Exercise directions =>
Please rewrite the lines below with every "noun phrase" changed to "short description" and nothing else altered, leaving the pictures out of your answer.

Listed entries =>
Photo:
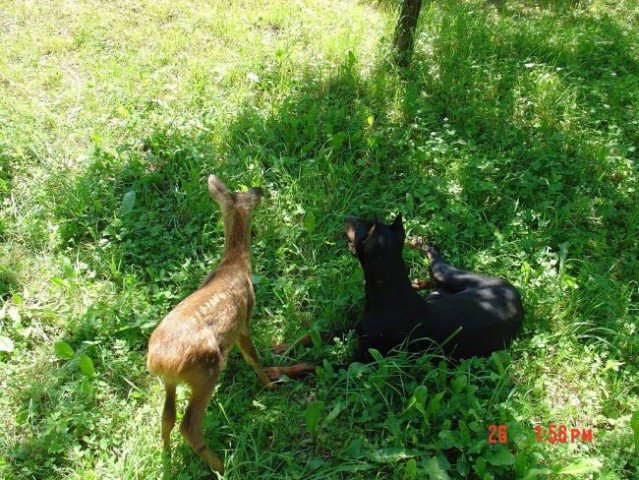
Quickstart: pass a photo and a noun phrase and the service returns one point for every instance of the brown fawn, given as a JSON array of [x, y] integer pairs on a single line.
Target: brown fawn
[[193, 341]]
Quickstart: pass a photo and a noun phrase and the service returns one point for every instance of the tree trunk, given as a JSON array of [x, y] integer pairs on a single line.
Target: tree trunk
[[405, 30]]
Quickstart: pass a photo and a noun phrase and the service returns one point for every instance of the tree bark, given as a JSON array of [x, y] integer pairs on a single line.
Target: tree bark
[[405, 30]]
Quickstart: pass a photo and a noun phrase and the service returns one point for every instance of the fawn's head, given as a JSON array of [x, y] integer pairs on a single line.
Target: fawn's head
[[236, 211]]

Finished answer =>
Photo:
Quickstart: pass a photo and a short description and the service returns one point for every instance of the brown fawn, given as a JSON array of [x, y] integer pairs on a single line.
Target: brown fawn
[[193, 341]]
Quickstart: pass a photo and a short description and the service returns one point for every instance of the tree trunk, given as a JSON array of [x, y] integer pairs on a single line.
Target: tree trunk
[[405, 30]]
Quickstart: pass a photo and a short description and the service returns one point for every instance of the tree bark, given as a JSON array of [x, y] integer pairs on a single line.
Target: tree bark
[[405, 30]]
Quickstart: pass a photo and a short description and the service returns one point for every instance of the fawn's head, given as a JSON array of [x, y] integer pairs on a single line.
Target: fawn's head
[[236, 211]]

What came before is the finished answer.